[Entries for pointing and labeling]
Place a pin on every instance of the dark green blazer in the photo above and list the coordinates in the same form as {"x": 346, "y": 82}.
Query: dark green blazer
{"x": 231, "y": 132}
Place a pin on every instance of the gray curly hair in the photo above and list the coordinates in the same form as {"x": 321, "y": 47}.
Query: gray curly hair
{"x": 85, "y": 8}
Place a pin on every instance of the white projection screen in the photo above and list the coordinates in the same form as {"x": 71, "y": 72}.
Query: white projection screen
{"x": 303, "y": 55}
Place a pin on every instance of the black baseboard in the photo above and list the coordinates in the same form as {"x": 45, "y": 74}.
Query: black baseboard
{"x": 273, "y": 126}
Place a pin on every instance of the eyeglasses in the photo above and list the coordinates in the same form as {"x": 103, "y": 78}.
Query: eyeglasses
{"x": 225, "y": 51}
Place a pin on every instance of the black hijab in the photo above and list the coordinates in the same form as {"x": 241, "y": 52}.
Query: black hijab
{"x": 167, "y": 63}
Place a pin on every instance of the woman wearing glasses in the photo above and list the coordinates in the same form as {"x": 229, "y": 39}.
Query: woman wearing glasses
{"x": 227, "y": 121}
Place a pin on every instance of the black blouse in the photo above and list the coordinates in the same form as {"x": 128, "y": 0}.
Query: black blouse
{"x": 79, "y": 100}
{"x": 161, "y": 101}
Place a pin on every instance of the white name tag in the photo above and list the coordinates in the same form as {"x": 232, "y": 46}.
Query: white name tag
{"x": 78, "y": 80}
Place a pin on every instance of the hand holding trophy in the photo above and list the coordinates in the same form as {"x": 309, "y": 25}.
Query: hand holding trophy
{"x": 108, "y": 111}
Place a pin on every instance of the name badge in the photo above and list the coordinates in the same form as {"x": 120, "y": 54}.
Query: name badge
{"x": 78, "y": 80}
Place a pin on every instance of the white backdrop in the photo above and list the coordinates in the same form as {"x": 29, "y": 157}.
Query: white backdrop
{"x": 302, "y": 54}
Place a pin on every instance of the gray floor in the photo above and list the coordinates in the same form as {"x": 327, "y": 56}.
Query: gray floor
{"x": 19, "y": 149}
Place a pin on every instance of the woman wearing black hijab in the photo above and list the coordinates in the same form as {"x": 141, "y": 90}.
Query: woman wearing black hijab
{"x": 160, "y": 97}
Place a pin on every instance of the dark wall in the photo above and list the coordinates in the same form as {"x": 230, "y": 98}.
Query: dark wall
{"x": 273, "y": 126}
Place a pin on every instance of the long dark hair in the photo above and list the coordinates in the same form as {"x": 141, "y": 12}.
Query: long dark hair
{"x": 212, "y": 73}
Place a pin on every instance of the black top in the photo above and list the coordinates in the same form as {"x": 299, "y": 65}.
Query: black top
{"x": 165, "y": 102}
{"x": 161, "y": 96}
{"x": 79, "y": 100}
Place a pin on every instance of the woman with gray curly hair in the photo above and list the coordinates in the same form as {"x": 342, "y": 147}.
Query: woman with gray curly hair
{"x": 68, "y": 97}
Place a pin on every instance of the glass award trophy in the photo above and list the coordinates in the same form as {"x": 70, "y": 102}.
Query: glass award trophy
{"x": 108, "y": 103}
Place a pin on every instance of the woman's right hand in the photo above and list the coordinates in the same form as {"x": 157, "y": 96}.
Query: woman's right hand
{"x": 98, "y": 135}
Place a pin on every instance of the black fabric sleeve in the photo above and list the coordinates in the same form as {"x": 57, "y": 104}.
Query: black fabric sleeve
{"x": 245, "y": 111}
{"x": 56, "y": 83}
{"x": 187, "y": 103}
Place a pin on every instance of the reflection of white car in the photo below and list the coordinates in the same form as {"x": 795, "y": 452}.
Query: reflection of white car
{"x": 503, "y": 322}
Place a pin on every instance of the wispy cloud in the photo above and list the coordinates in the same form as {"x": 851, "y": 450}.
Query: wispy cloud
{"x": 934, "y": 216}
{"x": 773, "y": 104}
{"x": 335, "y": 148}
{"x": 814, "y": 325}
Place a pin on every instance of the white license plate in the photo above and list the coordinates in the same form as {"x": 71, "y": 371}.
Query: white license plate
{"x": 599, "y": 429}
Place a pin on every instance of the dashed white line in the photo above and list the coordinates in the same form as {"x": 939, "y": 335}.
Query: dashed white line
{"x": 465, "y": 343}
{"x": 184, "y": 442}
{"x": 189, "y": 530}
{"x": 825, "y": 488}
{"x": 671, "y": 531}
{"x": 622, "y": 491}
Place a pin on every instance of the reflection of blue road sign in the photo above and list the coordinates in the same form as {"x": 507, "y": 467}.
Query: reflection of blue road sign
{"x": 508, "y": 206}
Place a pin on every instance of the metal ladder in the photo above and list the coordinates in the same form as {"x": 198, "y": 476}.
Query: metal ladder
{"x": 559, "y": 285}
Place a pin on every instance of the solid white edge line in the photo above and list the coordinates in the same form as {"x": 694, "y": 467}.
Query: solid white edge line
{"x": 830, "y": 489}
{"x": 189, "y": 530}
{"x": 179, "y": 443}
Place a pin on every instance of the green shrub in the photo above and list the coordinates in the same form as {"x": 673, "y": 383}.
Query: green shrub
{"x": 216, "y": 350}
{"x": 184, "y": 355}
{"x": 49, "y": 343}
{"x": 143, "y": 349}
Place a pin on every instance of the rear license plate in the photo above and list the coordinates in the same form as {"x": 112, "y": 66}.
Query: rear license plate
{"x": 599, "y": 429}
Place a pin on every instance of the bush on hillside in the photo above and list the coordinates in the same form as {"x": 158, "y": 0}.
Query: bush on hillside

REQUIREMENT: Convert the rows into a JSON list of strings, one string per line with blank lines omitted, starting at the line that contains "Place a pin on every instance of the reflection of blue" and continuing through the final line of the rows.

PROBLEM SOLUTION:
[
  "Place a pin on every instance of the reflection of blue road sign in the photo above and list the coordinates in the same form as {\"x\": 507, \"y\": 467}.",
  "Query: reflection of blue road sign",
  "{\"x\": 508, \"y\": 206}",
  "Place a pin on every instance of the metal ladder in the photo above and list the coordinates in the same form as {\"x\": 198, \"y\": 476}.",
  "Query: metal ladder",
  "{\"x\": 559, \"y\": 285}",
  "Place a pin on every instance of the solid white edge line in the photo above and list the coordinates in the same form as {\"x\": 694, \"y\": 467}.",
  "Query: solid white edge line",
  "{\"x\": 830, \"y\": 489}",
  "{\"x\": 189, \"y\": 530}",
  "{\"x\": 179, \"y\": 443}",
  "Place a pin on every instance of the green shrub in the photo above and list the coordinates in the same form as {\"x\": 673, \"y\": 383}.",
  "Query: green shrub",
  "{\"x\": 216, \"y\": 350}",
  "{\"x\": 184, \"y\": 355}",
  "{\"x\": 49, \"y\": 343}",
  "{\"x\": 143, \"y\": 349}",
  "Place a pin on every instance of the rear license plate in the photo above and list the coordinates in the same form as {\"x\": 112, \"y\": 66}.",
  "Query: rear license plate",
  "{\"x\": 599, \"y\": 429}",
  "Place a pin on every instance of the bush on hillside in the photo above and list the coordinates in the same form as {\"x\": 158, \"y\": 0}.",
  "Query: bush on hillside"
]